- _EXERCISE BRIEF_:
Can you arrange everything from the line containing "Where in this drawing is the white door" down to the line containing "[203,330,300,400]" into a numbered list, with blank lines left out?

- _LISTED ENTRIES_:
· · · · · · ·
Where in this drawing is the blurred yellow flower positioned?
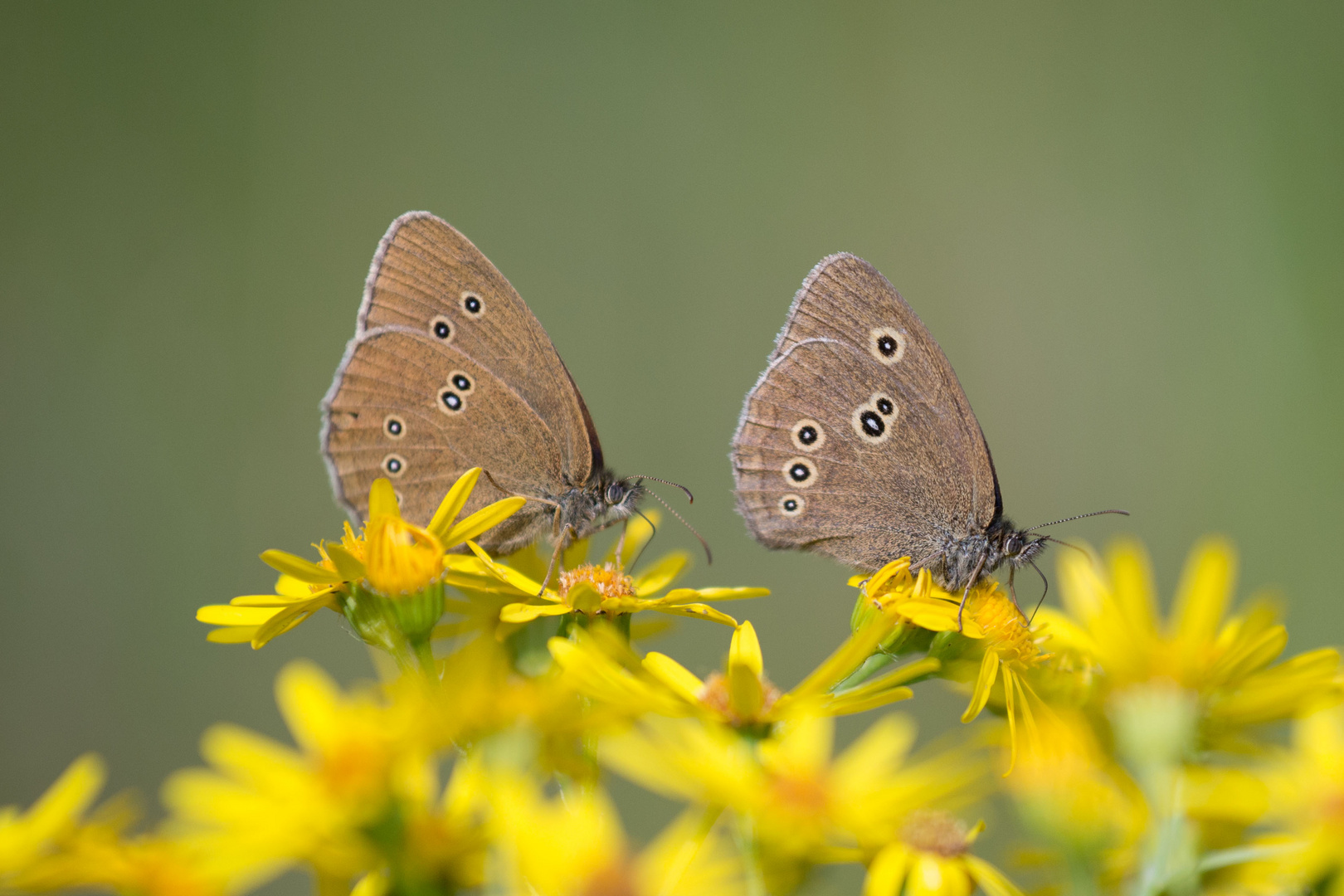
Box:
· · · · · · ·
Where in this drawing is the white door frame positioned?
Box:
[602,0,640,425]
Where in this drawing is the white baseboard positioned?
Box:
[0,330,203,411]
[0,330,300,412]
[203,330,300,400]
· · · · · · ·
- _PROBLEM SOLUTION_:
1. Where in this drawing is the white door frame positioned?
2. Box:
3. [602,0,640,425]
4. Where in this drawing is the white baseboard positioned?
5. Box:
6. [0,330,203,411]
7. [0,330,300,412]
8. [203,330,300,400]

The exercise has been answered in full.